▶ **WHAT YOU WILL DO**:
Update the lines from the line with "of the slender" to the line with "[270,243,315,264]" by replacing "radiologist" with "reviewer". Give back only those lines, with nothing else changed.

Entries from an annotation dataset
------

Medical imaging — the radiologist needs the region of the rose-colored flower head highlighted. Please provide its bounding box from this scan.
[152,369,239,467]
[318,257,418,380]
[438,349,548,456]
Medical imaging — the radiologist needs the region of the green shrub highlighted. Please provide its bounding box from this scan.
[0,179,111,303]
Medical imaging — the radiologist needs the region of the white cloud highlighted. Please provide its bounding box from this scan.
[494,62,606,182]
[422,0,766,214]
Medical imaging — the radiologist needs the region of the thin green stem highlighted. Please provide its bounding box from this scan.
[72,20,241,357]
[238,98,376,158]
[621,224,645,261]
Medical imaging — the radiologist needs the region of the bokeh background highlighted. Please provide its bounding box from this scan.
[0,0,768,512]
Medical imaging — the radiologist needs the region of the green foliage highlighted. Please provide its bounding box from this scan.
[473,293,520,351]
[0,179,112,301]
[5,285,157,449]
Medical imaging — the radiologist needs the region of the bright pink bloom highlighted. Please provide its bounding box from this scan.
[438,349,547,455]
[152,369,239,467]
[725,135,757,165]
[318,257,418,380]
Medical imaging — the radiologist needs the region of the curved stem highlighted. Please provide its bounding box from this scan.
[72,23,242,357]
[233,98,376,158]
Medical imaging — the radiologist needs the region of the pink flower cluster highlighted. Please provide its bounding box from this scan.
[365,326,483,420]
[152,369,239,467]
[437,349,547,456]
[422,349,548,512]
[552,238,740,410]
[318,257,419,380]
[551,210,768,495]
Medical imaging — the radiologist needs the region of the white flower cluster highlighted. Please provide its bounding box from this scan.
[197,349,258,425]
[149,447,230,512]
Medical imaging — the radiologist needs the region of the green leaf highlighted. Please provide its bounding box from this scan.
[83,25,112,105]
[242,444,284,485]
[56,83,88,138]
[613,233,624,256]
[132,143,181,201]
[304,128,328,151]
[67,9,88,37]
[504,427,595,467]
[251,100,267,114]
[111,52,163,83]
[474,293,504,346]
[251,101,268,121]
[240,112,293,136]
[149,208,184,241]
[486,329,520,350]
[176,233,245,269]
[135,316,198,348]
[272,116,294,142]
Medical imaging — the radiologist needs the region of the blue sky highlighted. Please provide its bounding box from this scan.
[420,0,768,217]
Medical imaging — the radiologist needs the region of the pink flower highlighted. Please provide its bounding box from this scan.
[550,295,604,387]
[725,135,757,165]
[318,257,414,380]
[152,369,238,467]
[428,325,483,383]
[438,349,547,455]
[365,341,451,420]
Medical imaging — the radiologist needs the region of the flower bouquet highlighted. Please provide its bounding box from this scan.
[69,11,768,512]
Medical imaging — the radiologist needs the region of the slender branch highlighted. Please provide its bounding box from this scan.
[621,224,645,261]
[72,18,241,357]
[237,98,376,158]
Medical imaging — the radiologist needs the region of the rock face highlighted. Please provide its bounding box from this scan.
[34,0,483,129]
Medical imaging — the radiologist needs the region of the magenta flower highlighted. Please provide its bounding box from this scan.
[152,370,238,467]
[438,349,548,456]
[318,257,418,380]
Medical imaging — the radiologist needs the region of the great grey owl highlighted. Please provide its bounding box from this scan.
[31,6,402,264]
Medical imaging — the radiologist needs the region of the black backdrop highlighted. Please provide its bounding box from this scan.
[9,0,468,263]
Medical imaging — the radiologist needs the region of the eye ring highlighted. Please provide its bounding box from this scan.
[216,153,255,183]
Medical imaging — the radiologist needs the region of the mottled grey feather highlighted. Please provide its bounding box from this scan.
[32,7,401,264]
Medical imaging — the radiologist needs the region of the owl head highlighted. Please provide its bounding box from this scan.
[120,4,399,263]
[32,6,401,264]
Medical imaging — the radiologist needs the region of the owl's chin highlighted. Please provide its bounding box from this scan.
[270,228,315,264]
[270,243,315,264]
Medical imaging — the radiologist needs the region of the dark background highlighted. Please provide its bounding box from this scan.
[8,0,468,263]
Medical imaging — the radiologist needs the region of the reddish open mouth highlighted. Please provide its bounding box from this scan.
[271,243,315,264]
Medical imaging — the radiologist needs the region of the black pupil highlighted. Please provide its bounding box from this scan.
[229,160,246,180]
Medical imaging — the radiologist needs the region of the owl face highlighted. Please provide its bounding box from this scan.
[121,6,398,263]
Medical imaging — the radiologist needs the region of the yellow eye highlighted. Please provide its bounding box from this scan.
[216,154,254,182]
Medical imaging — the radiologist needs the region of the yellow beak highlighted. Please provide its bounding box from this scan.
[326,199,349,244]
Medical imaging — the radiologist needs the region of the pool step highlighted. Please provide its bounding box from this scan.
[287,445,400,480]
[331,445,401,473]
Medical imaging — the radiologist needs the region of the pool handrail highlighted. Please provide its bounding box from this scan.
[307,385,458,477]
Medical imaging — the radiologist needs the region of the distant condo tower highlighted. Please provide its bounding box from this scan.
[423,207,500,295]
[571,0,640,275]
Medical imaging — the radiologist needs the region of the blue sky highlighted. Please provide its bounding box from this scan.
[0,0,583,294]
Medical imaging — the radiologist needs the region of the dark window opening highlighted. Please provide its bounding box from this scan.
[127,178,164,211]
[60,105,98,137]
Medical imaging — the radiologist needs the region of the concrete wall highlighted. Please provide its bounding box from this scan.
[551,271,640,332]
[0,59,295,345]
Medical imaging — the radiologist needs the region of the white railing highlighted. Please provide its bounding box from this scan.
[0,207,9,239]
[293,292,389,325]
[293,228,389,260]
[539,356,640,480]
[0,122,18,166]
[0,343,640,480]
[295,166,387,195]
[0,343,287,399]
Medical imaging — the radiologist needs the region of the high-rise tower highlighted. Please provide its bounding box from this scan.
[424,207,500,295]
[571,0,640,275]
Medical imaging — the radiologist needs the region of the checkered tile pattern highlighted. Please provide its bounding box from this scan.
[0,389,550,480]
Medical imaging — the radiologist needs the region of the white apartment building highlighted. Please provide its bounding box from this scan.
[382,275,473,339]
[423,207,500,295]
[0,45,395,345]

------

▶ **REPLY**:
Medical imaging — the reviewer needs the region of the slender branch highlighted. Please provide its bounding box from this scan.
[621,224,645,261]
[72,18,241,357]
[237,98,376,158]
Medical imaging — the reviewer needs the region of the rock face highlighted. Please provide its bounding box from this scan.
[34,0,483,129]
Medical imaging — the reviewer needs the region of the magenta flower highlighted. Please provide its bounding box from this scan.
[152,370,238,467]
[438,349,548,456]
[318,257,418,380]
Medical imaging — the reviewer needs the region of the great grey owl highlighted. Please provide its bounding box from this scan.
[31,6,402,264]
Medical imaging — the reviewer needs the region of the black backdrop highlighted. Please provide its bounding box from this scan.
[9,0,468,263]
Medical imaging — the reviewer needs the region of the eye ring highlighted. Please provide its bounding box from this scan.
[216,153,255,183]
Medical imaging — the reviewer needs the region of the mottled grey feather highlighted. Please provide its bounding box from this scan.
[32,7,401,264]
Medical imaging — the reviewer needs the region of the owl head highlighted. Please provide its bounding box from this scan.
[120,4,399,263]
[32,6,401,264]
Medical imaging — the reviewer needs the region of the owl's chin highlighted. Please provide its bounding box from this scan.
[270,228,315,264]
[270,243,315,264]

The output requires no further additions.